## [Your objective]
Rewrite the rows from the line with "For the pointing benchmark, tag the haze" up to and including the last row, switching "haze" to "mist" and changing nothing else. Return only those lines.

## [Data supplied]
++++++++++++++++++++
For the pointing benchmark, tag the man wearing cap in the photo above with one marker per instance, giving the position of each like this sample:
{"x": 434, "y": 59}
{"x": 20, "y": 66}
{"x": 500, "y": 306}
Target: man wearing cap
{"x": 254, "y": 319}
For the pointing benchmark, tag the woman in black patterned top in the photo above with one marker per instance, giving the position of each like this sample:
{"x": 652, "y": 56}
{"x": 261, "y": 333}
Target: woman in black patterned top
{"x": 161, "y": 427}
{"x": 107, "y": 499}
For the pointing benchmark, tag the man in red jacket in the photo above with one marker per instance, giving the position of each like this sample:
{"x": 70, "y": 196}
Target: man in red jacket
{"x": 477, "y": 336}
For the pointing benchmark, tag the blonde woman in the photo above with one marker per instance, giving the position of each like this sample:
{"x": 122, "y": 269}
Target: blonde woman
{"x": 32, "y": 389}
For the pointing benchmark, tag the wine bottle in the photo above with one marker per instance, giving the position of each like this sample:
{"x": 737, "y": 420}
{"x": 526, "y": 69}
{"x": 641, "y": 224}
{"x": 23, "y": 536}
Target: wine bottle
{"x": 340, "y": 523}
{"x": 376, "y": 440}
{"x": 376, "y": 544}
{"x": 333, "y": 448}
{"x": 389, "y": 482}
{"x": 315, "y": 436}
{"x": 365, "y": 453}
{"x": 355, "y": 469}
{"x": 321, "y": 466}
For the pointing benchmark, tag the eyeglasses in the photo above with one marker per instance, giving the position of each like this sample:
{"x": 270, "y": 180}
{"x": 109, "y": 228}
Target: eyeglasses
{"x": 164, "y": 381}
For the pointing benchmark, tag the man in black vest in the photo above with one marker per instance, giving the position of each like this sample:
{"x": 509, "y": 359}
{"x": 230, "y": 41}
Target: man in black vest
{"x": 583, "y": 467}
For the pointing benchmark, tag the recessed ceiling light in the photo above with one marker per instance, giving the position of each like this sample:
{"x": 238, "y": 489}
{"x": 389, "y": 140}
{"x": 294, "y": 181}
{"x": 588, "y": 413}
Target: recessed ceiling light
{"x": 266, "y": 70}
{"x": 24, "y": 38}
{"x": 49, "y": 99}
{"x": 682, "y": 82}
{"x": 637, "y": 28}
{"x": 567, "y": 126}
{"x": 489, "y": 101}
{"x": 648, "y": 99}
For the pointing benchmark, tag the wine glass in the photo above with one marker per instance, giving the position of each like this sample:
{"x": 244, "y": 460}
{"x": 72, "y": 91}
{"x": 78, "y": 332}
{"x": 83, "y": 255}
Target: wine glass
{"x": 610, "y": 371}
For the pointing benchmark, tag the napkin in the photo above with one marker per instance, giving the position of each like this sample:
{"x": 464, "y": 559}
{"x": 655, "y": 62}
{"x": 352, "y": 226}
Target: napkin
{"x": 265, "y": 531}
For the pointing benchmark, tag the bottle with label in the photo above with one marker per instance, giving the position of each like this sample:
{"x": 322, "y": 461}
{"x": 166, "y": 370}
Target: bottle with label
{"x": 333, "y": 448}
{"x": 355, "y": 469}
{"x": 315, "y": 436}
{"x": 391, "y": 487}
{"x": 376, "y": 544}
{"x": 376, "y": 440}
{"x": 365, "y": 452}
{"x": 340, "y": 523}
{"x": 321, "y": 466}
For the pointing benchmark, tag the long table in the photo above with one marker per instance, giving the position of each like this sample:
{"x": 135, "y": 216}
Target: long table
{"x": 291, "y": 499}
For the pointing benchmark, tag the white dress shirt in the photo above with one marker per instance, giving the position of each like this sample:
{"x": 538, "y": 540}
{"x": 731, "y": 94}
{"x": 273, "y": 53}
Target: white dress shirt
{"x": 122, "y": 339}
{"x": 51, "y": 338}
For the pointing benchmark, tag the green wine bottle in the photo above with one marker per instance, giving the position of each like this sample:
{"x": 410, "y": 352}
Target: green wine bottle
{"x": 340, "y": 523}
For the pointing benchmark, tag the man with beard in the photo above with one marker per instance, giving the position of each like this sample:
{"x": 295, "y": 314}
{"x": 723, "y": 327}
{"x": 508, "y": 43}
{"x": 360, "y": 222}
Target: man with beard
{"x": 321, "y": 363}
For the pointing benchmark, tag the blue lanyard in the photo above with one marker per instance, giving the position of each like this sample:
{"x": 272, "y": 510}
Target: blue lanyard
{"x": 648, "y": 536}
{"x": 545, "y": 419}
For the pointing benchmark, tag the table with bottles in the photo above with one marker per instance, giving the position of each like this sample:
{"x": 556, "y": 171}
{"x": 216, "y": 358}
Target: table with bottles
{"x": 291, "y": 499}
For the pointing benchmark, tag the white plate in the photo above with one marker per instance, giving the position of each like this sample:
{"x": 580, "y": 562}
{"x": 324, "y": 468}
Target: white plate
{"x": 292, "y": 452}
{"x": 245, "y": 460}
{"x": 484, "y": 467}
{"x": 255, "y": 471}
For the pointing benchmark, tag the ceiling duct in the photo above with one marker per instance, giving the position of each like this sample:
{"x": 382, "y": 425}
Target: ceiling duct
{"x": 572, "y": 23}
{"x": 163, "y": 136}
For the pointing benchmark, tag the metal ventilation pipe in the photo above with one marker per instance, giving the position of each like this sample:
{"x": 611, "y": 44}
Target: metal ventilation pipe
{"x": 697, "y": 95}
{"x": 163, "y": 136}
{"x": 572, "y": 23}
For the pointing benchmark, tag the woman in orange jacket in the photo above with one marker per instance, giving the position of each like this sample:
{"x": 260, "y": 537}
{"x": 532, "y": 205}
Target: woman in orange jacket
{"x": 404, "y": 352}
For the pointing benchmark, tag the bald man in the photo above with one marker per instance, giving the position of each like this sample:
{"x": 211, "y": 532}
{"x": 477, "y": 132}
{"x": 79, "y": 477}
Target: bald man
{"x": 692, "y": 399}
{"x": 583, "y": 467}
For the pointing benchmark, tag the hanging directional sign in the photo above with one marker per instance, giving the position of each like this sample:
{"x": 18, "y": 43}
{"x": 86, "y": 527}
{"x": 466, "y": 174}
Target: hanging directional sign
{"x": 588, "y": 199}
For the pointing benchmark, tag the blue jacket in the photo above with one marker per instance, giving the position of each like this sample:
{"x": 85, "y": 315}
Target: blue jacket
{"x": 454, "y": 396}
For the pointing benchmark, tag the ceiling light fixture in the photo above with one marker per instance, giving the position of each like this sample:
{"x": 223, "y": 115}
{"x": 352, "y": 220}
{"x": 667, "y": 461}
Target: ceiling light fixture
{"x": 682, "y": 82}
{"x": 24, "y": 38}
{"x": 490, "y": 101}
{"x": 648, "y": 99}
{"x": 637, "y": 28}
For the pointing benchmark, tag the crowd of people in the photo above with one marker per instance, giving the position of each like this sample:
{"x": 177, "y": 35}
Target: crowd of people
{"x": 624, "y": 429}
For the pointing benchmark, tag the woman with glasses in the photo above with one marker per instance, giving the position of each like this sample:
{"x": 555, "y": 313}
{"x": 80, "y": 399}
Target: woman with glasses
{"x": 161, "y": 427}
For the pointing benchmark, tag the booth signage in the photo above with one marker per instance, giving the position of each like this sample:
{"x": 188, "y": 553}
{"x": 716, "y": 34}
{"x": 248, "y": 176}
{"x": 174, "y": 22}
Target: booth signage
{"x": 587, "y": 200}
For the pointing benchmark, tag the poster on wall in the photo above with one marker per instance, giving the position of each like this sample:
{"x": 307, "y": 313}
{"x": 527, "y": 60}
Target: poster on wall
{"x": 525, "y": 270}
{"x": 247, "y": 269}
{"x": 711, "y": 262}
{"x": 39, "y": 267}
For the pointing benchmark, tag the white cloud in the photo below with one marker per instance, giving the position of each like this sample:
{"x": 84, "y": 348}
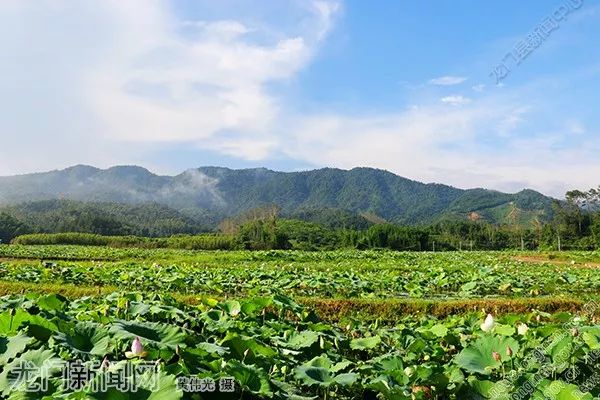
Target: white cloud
{"x": 455, "y": 100}
{"x": 103, "y": 74}
{"x": 114, "y": 81}
{"x": 447, "y": 80}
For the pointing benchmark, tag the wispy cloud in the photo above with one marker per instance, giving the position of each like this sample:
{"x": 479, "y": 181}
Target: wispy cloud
{"x": 455, "y": 100}
{"x": 447, "y": 80}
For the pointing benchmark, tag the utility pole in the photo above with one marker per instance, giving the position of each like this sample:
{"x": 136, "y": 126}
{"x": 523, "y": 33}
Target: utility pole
{"x": 522, "y": 244}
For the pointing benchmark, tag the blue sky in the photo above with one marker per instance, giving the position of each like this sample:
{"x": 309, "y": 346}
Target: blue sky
{"x": 302, "y": 84}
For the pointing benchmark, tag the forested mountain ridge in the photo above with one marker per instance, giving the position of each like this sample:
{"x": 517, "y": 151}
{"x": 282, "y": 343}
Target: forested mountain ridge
{"x": 225, "y": 192}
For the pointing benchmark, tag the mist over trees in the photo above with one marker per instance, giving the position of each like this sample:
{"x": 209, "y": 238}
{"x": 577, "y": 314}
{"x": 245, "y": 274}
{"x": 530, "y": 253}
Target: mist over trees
{"x": 575, "y": 225}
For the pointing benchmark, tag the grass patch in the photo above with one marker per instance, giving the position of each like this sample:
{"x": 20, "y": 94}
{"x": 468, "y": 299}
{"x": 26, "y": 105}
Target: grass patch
{"x": 338, "y": 309}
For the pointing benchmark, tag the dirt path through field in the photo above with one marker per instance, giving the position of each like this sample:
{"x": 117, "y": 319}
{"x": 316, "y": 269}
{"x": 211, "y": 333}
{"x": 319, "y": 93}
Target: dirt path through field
{"x": 544, "y": 260}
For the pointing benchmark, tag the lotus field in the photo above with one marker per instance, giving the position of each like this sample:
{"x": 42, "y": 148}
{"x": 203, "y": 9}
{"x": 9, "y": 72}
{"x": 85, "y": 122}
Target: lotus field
{"x": 102, "y": 323}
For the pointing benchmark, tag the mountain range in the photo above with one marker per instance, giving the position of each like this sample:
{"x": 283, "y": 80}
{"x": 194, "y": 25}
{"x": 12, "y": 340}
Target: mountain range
{"x": 375, "y": 194}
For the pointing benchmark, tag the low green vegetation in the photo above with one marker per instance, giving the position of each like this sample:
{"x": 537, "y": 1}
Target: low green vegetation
{"x": 290, "y": 324}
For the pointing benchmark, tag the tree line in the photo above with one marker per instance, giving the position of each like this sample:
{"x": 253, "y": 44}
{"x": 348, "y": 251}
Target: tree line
{"x": 575, "y": 224}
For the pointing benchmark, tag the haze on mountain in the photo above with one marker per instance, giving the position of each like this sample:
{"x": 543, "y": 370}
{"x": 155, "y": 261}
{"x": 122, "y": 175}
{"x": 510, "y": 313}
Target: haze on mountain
++++++++++++++++++++
## [Answer for this exercise]
For the pointing benchmark, tag the mist on mountain in the photo above with one marker per instance, giving the position of each like this sample:
{"x": 543, "y": 370}
{"x": 155, "y": 261}
{"x": 122, "y": 175}
{"x": 510, "y": 313}
Target: mist on mountain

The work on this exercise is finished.